▶ What is being asked:
Without changing anything, copy out each entry.

▶ Material shown:

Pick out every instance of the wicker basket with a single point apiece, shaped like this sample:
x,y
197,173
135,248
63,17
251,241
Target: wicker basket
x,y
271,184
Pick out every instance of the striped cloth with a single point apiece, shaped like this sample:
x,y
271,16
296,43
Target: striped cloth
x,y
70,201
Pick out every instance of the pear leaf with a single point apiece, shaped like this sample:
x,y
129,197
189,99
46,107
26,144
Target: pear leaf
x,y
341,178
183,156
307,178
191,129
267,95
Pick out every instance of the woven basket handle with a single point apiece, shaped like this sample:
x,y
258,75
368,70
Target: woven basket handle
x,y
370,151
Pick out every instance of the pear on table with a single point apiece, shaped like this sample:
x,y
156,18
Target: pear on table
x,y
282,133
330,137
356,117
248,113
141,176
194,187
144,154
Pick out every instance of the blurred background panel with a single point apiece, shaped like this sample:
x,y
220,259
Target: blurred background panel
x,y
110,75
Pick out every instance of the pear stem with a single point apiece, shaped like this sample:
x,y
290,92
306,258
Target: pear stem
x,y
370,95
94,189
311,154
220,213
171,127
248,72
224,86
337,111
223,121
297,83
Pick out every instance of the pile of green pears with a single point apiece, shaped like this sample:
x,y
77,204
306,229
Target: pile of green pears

▶ Task result:
Pick out every instance of the wicker basket with a single point apiece, shaped like this sample:
x,y
197,173
135,248
63,17
251,241
Target: wicker basket
x,y
271,184
Pick out every instance of the striped cloth with a single point apiece, shaped like this sample:
x,y
271,16
296,43
Target: striped cloth
x,y
70,201
Pick out every instance of the pear leaf with a single point apiece, shaped like this sample:
x,y
129,197
189,99
46,107
26,144
Target: pear leaf
x,y
341,178
183,156
307,178
191,129
267,95
Pick out every instance of the woven basket handle with a single point apiece, shaped like this sample:
x,y
258,75
368,70
Target: woven basket handle
x,y
370,151
Pick out every instance of the pear on table with a single point apiece, shaped like this sample:
x,y
156,18
Target: pear on table
x,y
282,133
330,137
356,117
248,113
141,176
194,187
144,154
Pick out every instance of the blurred background panel with a single point apiece, shaped like this sample:
x,y
220,259
Target: blurred background panel
x,y
110,75
Pick out every instance of the pear stem with a single point apiece, shaped like this sample:
x,y
290,92
306,258
Target: pear stem
x,y
370,95
94,189
311,154
220,213
171,127
248,72
224,86
337,111
223,121
297,83
Pick out every instance of the pile of green pears with a single point apiece, shaped like this sample:
x,y
77,204
306,229
Target: pile of green pears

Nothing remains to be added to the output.